• YOUR TASKS:
**1.** In the VEP notes, what is the default value of the --species option?
**2.** Copy out the stretch of the VEP notes from "perl/5.26.3_system/gcc-8.4.1-4cl2czq" through "GRCh38 reference files.".
(STUDY TEXT Opens)
Help: dev@ensembl.org , helpdesk@ensembl.org
Twitter: @ensembl

http://www.ensembl.org/info/docs/tools/vep/script/index.html

Usage:
./vep [--cache|--offline|--database] [arguments]

Basic options
=============

--help                 Display this message and quit

-i | --input_file      Input file
-o | --output_file     Output file
--force_overwrite      Force overwriting of output file
--species [species]    Species to use [default: "human"]

--everything           Shortcut switch to turn on commonly used options. See web
                       documentation for details [default: off]
--fork [num_forks]     Use forking to improve script runtime

For full option documentation see:
http://www.ensembl.org/info/docs/tools/vep/script/vep_options.html

Features

  • VEP version 104
  • GRCh38 assembly
  • homo_sapiends/homo_sapiends_merged species
  • kent-335_base/ as required by setup for perl5/ Bio::DB::BigFile below
  • Perl modules as in perl5/
  • Plugins

Plugins

The version check under icelake is furnised with

perl/5.26.3_system/gcc-8.4.1-4cl2czq
perl INSTALL.pl -a p -g list

— clinvar —

The compressed VCF and index files for GRCh38 are clinvar.vcf.gz and clinvar.vcf.gz.tbi, with counterparts for GRCh37 are clinvar_GRCh37.vcf.gz and clinvar_GRCh37.vcf.gz.tbi, respectively.

— loftee —

This is in line with the VEP installation which only includes GRCh38 reference files.

GRCh38

#!/usr/bin/bash

export ENSEMBL=~/rds/rds-jmmh2-public_databases/ensembl-vep
export PERL5LIB=${ENSEMBL}/Bio:${ENSEMBL}/perl5/lib/perl5:${ENSEMBL}/loftee:$HPC_WORK/bin
export rds=..  # ~/rds/rds-jmmh2-public_databases/ensembl-vep will be user-specific
export outdir=..
(STUDY TEXT Closes)
(GIVEN INFORMATION Opens)
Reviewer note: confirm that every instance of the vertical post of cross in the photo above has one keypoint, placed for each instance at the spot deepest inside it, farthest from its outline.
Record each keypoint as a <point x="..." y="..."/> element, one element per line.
(GIVEN INFORMATION Closes)
• TASK RESPONSES:
**1.** The default is "human".

**2.**
perl/5.26.3_system/gcc-8.4.1-4cl2czq
perl INSTALL.pl -a p -g list

— clinvar —

The compressed VCF and index files for GRCh38 are clinvar.vcf.gz and clinvar.vcf.gz.tbi, with counterparts for GRCh37 are clinvar_GRCh37.vcf.gz and clinvar_GRCh37.vcf.gz.tbi, respectively.

— loftee —

This is in line with the VEP installation which only includes GRCh38 reference files.